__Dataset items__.
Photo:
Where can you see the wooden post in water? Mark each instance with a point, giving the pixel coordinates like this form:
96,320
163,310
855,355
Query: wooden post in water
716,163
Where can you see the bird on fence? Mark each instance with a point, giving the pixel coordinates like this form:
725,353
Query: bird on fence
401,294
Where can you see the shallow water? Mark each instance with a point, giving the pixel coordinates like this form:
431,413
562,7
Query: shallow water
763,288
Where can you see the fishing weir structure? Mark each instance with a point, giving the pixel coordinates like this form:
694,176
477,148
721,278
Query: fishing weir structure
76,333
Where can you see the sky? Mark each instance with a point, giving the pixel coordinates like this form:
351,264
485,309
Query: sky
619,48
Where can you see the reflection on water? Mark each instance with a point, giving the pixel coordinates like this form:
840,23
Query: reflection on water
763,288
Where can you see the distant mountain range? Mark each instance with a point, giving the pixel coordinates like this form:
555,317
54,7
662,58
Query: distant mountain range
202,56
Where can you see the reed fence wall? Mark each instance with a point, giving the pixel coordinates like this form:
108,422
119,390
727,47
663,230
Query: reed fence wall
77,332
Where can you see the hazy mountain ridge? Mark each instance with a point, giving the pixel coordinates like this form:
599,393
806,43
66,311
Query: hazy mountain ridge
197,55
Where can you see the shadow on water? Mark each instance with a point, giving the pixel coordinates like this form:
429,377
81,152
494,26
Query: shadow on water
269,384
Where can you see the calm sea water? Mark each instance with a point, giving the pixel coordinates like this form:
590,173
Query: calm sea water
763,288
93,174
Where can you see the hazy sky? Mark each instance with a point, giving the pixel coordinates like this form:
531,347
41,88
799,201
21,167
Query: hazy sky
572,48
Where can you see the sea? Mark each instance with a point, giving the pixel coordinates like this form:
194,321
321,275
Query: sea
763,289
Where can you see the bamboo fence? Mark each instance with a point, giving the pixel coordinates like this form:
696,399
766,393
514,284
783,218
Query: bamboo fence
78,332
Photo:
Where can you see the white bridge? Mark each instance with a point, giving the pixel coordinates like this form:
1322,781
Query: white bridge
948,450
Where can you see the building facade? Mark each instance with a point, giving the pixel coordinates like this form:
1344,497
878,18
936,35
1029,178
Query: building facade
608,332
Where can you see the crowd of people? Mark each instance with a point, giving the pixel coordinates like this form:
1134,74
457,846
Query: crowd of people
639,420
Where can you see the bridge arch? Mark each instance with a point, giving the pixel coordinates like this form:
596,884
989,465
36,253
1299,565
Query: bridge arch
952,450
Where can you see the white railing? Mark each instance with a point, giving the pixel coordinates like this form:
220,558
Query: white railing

__What this task involves__. In the records, locate each line holding the string "railing" and copy it.

__Task output__.
Where can you see the white railing? Mark each instance with a point, giving the pixel coordinates like this form:
Query: white railing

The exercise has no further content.